====== Texte étudié
Comment les consommateurs belges perçoivent-ils l'alimentation locale ?

27.04.2023

Le VLAM a déclaré le mois de mai comme le « mois de l'alimentation locale ». Le Centre flamand pour la promotion des produits agricoles et de la pêche (VLAM) met nos produits locaux à l'honneur ce mois-ci. Mais quel est l'état de cette alimentation locale : qu'est-ce qui la distingue et comment les consommateurs la perçoivent-ils ? Dans cet article, nous laissons Filip Fontaine, CEO du VLAM, nous parler des préférences des consommateurs flamands. Philippe Mattart, directeur général de l'agence wallonne pour la promotion d'une agriculture de qualité Apaq-W, aborde quant à lui les tendances wallonnes. 

Le VLAM et vous-même avez choisi le mois de mai comme mois de l'alimentation locale. Pourquoi une telle initiative flamande ? 

Filip : « Nous disposons du système alimentaire le plus performant au monde. La Flandre est qualitativement la meilleure région gastronomique du monde, il n'est donc pas surprenant que nous en tirions parti. »

 

Quels sont les initiatives prises en Wallonie dans le cadre l’alimentation locale ?  

Philippe : « Chez Apaq-W nous travaillons sur le niveau du marché, nous essayons sensibiliser le consommateur à la nécessité de manger local, de privilégier la durabilité et la saisonnalité. On invite le consommateur à consommer aussi avec ses valeurs, de privilégier des produits qui proviennent de cette agriculture plus extensive, qui est liée au sol plutôt que de consommer des produits qui viennent d’ailleurs, qui sont importés. »

Qu'est-ce qui caractérise l’alimentation belge ?  

Filip : « La qualité, la sécurité alimentaire, les méthodes de production, l'efficacité, l'utilisation des terres et de l'eau. Nous gérons beaucoup mieux l'énergie, le bien-être animal est bien classé dans ce domaine, ce qui fait que l'ensemble de l'encadrement et des produits sont de grande qualité et se caractérisent par un haut degré d'artisanat. »
============
====== Extraits de données
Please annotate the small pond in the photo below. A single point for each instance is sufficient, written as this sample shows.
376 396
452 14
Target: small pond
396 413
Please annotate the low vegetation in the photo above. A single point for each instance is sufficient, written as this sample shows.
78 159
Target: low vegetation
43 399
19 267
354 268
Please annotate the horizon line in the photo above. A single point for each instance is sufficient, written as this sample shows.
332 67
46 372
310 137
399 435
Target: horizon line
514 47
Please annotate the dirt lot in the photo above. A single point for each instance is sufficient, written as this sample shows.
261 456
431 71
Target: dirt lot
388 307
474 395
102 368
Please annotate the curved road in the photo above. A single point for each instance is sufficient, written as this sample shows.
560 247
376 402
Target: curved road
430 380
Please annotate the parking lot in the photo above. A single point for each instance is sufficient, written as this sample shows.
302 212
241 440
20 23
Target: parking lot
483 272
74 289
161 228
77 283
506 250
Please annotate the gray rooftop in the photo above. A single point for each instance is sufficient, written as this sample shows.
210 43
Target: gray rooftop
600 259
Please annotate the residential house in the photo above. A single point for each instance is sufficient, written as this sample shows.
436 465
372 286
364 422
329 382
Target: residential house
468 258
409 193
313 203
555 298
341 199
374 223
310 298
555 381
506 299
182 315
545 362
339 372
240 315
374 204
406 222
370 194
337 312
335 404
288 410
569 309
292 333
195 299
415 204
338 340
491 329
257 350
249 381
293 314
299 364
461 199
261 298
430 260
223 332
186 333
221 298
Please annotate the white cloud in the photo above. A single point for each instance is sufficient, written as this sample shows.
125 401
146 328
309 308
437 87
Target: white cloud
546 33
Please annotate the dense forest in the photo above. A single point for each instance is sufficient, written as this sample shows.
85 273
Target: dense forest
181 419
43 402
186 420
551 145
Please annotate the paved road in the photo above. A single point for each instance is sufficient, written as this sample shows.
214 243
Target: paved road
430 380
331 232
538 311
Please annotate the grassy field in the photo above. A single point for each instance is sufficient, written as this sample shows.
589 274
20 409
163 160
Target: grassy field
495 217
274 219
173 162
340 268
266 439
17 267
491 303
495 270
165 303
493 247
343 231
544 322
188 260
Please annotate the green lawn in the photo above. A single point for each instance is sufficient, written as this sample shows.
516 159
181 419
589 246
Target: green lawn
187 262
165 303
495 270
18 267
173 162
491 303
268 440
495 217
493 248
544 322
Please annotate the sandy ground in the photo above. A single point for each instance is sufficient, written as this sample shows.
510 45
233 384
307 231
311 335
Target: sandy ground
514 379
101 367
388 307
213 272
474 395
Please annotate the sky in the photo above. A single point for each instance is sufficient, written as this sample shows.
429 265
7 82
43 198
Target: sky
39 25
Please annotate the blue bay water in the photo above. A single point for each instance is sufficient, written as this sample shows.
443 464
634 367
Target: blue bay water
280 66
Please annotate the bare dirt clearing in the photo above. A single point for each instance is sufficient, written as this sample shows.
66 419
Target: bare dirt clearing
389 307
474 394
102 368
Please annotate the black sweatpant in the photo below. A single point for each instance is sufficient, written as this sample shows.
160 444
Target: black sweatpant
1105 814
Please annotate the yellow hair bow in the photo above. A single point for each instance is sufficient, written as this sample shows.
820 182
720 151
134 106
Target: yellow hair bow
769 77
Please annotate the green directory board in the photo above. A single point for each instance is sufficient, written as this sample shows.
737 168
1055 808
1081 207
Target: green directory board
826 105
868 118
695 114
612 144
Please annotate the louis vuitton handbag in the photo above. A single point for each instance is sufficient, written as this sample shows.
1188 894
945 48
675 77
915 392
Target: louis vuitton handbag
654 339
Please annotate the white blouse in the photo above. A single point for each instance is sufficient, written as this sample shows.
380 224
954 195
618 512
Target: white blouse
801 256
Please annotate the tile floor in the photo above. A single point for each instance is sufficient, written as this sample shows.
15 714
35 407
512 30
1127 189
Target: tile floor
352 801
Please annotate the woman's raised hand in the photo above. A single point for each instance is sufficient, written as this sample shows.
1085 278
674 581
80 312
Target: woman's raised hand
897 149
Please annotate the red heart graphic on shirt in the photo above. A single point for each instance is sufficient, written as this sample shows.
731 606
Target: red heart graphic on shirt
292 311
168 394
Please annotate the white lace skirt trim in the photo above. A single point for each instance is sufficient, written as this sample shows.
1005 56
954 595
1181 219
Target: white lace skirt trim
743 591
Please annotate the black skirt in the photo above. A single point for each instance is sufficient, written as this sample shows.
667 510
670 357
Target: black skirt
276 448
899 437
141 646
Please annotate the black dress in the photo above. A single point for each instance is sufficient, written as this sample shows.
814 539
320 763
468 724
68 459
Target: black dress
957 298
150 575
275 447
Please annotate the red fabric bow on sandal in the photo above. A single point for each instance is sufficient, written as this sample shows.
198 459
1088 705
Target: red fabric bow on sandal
============
→ Consignes de l'exercice
- a) D'après le texte, quelle fonction Philippe Mattart occupe-t-il ?
- b) Recopiez le passage du texte qui commence par « Comment les consommateurs belges » et se poursuit jusqu'à « initiative flamande ? ».
- c) Indiquez si chacune des affirmations suivantes concorde avec le texte, en justifiant par une citation exacte : (i) le VLAM est le Centre flamand pour la promotion des produits agricoles et de la pêche ; (ii) Philippe déclare qu'Apaq-W travaille sur le niveau de la production ; (iii) Filip mentionne le bien-être animal parmi les caractéristiques de l'alimentation belge.
Les items reproduits ici proviennent d'une source distincte du texte.

→ Réponses par numéro
- a) Il est directeur général de l'agence wallonne pour la promotion d'une agriculture de qualité Apaq-W.

- b)
Comment les consommateurs belges perçoivent-ils l'alimentation locale ?

27.04.2023

Le VLAM a déclaré le mois de mai comme le « mois de l'alimentation locale ». Le Centre flamand pour la promotion des produits agricoles et de la pêche (VLAM) met nos produits locaux à l'honneur ce mois-ci. Mais quel est l'état de cette alimentation locale : qu'est-ce qui la distingue et comment les consommateurs la perçoivent-ils ? Dans cet article, nous laissons Filip Fontaine, CEO du VLAM, nous parler des préférences des consommateurs flamands. Philippe Mattart, directeur général de l'agence wallonne pour la promotion d'une agriculture de qualité Apaq-W, aborde quant à lui les tendances wallonnes. 

Le VLAM et vous-même avez choisi le mois de mai comme mois de l'alimentation locale. Pourquoi une telle initiative flamande ?

- c)
(i) Oui : « Le Centre flamand pour la promotion des produits agricoles et de la pêche (VLAM) ».
(ii) Non : « nous travaillons sur le niveau du marché ».
(iii) Oui : « le bien-être animal est bien classé dans ce domaine ».